» The exercise:
Extract every entry word for word.

» Input rows:

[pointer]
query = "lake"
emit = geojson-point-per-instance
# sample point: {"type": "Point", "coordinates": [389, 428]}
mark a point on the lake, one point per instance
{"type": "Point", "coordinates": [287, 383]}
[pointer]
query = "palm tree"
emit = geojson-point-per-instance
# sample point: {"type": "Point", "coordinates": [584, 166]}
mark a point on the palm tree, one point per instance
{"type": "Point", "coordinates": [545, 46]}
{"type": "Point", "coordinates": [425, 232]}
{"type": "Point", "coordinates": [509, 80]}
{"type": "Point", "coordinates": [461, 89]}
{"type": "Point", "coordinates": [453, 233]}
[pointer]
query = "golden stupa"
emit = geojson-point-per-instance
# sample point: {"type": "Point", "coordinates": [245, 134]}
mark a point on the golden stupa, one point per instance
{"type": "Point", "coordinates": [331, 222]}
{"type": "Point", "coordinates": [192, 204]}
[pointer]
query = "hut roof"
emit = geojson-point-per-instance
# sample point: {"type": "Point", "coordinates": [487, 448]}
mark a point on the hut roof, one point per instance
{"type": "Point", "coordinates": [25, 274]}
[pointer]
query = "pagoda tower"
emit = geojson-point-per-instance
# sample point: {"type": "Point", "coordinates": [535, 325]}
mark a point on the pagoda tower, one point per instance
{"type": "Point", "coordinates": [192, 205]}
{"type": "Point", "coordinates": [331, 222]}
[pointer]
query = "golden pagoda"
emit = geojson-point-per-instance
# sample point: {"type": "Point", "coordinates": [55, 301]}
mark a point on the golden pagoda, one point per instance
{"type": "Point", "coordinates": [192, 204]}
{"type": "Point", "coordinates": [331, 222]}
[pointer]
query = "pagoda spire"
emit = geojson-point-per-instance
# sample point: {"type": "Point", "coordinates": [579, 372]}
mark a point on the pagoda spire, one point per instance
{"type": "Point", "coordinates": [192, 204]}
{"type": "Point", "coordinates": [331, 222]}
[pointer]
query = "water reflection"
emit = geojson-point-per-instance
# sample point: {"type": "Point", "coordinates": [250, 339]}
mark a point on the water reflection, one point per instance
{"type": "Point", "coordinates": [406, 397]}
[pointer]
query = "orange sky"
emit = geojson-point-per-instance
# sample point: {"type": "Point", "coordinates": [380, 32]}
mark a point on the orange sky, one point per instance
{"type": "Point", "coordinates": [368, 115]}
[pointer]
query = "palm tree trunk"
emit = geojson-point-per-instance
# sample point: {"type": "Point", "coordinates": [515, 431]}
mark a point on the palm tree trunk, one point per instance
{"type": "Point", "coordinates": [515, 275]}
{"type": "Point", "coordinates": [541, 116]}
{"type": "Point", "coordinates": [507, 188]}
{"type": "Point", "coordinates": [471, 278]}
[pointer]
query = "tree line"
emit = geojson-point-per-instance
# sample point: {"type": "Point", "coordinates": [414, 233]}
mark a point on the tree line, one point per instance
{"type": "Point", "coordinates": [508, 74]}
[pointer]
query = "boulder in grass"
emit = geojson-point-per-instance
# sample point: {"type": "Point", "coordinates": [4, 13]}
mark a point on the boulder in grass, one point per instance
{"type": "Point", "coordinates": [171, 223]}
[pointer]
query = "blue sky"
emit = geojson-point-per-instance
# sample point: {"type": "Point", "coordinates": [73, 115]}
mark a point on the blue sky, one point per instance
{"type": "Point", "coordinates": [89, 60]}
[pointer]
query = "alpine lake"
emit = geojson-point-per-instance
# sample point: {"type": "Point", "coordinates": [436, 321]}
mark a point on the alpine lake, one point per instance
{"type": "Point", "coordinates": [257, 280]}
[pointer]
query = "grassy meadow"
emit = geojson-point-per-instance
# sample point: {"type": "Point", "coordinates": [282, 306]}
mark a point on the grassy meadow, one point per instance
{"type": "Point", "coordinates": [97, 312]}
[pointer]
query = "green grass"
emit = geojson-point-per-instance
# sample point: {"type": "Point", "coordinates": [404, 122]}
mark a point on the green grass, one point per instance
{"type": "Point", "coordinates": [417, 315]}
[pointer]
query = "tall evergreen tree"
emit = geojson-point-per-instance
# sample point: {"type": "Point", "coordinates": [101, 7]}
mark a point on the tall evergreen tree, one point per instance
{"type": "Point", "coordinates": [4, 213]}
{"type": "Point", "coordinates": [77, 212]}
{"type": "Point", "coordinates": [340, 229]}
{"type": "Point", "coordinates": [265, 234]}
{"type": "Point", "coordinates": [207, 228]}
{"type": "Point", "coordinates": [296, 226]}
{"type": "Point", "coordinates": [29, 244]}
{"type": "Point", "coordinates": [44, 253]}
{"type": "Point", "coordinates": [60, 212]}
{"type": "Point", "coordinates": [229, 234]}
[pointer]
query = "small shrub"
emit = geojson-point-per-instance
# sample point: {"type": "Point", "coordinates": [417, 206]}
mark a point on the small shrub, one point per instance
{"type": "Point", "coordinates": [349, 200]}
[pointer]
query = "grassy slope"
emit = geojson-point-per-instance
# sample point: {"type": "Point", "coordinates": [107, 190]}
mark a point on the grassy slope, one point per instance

» Answer:
[pointer]
query = "lake"
emit = geojson-point-per-instance
# sample point: {"type": "Point", "coordinates": [389, 428]}
mark a point on the lake, one point per instance
{"type": "Point", "coordinates": [287, 383]}
[pointer]
query = "palm tree"
emit = geojson-point-per-instance
# sample point: {"type": "Point", "coordinates": [584, 166]}
mark a point on the palm tree, one point per instance
{"type": "Point", "coordinates": [545, 46]}
{"type": "Point", "coordinates": [425, 232]}
{"type": "Point", "coordinates": [509, 80]}
{"type": "Point", "coordinates": [461, 89]}
{"type": "Point", "coordinates": [453, 233]}
[pointer]
query = "golden stupa"
emit = geojson-point-per-instance
# sample point: {"type": "Point", "coordinates": [245, 134]}
mark a point on the golden stupa, one point per instance
{"type": "Point", "coordinates": [331, 222]}
{"type": "Point", "coordinates": [192, 204]}
[pointer]
query = "hut roof"
emit = geojson-point-per-instance
# sample point: {"type": "Point", "coordinates": [487, 448]}
mark a point on the hut roof, one point per instance
{"type": "Point", "coordinates": [25, 274]}
[pointer]
query = "pagoda tower"
emit = geojson-point-per-instance
# sample point: {"type": "Point", "coordinates": [535, 325]}
mark a point on the pagoda tower, one point per instance
{"type": "Point", "coordinates": [192, 205]}
{"type": "Point", "coordinates": [331, 222]}
[pointer]
query = "golden pagoda"
emit = geojson-point-per-instance
# sample point: {"type": "Point", "coordinates": [55, 301]}
mark a point on the golden pagoda, one point per instance
{"type": "Point", "coordinates": [192, 204]}
{"type": "Point", "coordinates": [331, 222]}
[pointer]
query = "pagoda spire"
emit = geojson-point-per-instance
# sample point: {"type": "Point", "coordinates": [579, 372]}
mark a point on the pagoda spire, one point per instance
{"type": "Point", "coordinates": [192, 204]}
{"type": "Point", "coordinates": [331, 222]}
[pointer]
query = "water reflection"
emit = geojson-point-per-instance
# sample point: {"type": "Point", "coordinates": [250, 339]}
mark a point on the water reflection, one point per instance
{"type": "Point", "coordinates": [406, 397]}
[pointer]
query = "orange sky"
emit = geojson-point-per-instance
# sample point: {"type": "Point", "coordinates": [380, 32]}
mark a point on the orange sky, one point per instance
{"type": "Point", "coordinates": [368, 115]}
[pointer]
query = "palm tree trunk"
emit = geojson-point-per-instance
# sample point: {"type": "Point", "coordinates": [515, 431]}
mark a point on the palm tree trunk, one point per instance
{"type": "Point", "coordinates": [515, 275]}
{"type": "Point", "coordinates": [541, 116]}
{"type": "Point", "coordinates": [507, 188]}
{"type": "Point", "coordinates": [471, 278]}
[pointer]
query = "tree line"
emit = geojson-point-per-instance
# sample point: {"type": "Point", "coordinates": [414, 233]}
mark a point on the tree line, one point per instance
{"type": "Point", "coordinates": [508, 74]}
[pointer]
query = "boulder in grass"
emit = geojson-point-per-instance
# sample point: {"type": "Point", "coordinates": [4, 13]}
mark a point on the boulder in grass, one point per instance
{"type": "Point", "coordinates": [171, 223]}
[pointer]
query = "blue sky"
emit = geojson-point-per-instance
# sample point: {"type": "Point", "coordinates": [73, 115]}
mark a point on the blue sky, one point per instance
{"type": "Point", "coordinates": [89, 60]}
[pointer]
query = "alpine lake"
emit = geojson-point-per-instance
# sample point: {"type": "Point", "coordinates": [436, 321]}
mark a point on the alpine lake, one point per instance
{"type": "Point", "coordinates": [257, 280]}
[pointer]
query = "grassy meadow"
emit = geojson-point-per-instance
# sample point: {"type": "Point", "coordinates": [282, 306]}
mark a point on the grassy meadow, one point per instance
{"type": "Point", "coordinates": [97, 312]}
[pointer]
query = "green grass"
emit = geojson-point-per-instance
# sample point: {"type": "Point", "coordinates": [404, 122]}
mark a point on the green grass, one point per instance
{"type": "Point", "coordinates": [417, 315]}
[pointer]
query = "tall evergreen tree"
emit = geojson-point-per-instance
# sample point: {"type": "Point", "coordinates": [101, 7]}
mark a point on the tall evergreen tree, one point per instance
{"type": "Point", "coordinates": [4, 213]}
{"type": "Point", "coordinates": [77, 212]}
{"type": "Point", "coordinates": [340, 229]}
{"type": "Point", "coordinates": [265, 234]}
{"type": "Point", "coordinates": [207, 228]}
{"type": "Point", "coordinates": [296, 226]}
{"type": "Point", "coordinates": [29, 244]}
{"type": "Point", "coordinates": [44, 253]}
{"type": "Point", "coordinates": [60, 212]}
{"type": "Point", "coordinates": [229, 234]}
[pointer]
query = "small shrub"
emit = geojson-point-per-instance
# sample point: {"type": "Point", "coordinates": [417, 206]}
mark a point on the small shrub, one point per instance
{"type": "Point", "coordinates": [349, 200]}
[pointer]
query = "grassy slope"
emit = geojson-point-per-instance
# sample point: {"type": "Point", "coordinates": [107, 190]}
mark a point on the grassy slope, one point per instance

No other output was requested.